### [WORK INSTRUCTIONS]
Reproduce word for word the lines of the listing below, from the line that contains "of the white" up to and including the last line of the listing.

▽

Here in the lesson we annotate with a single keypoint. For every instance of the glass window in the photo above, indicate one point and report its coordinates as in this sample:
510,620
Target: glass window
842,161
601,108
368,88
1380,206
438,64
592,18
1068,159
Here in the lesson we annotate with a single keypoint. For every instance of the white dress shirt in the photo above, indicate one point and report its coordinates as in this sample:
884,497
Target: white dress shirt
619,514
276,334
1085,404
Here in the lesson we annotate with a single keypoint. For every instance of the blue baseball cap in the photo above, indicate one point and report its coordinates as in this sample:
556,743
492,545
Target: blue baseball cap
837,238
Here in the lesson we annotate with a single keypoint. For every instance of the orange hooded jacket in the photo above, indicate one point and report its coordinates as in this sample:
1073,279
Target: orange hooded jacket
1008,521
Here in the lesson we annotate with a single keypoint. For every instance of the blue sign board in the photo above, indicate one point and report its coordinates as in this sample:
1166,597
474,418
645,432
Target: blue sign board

△

### [TASK ANSWER]
Here in the lesson we annotate with a single keypoint. For every instance of the white dress shirt in the photo above, indicate one point and report its coordinates as in this sample:
884,497
Target: white dress shirt
619,514
276,334
1085,404
Here in the lesson we annotate with a single keypoint. For every instance of the blue baseball cap in the photo above, indicate one point and report its coordinates as in this sample:
556,743
492,545
Target: blue baseball cap
837,238
Here in the lesson we annotate with a single keypoint. For every instance of the orange hooded jacket in the photo above, indicate one point and report its coordinates as in this sample:
1073,279
Target: orange hooded jacket
1008,521
Here in the lesson we annotate with a single keypoint. For every instance of the blue sign board in the photo above, indicate one point and report its coordinates as in this sample:
1166,597
474,418
645,432
Target: blue sign board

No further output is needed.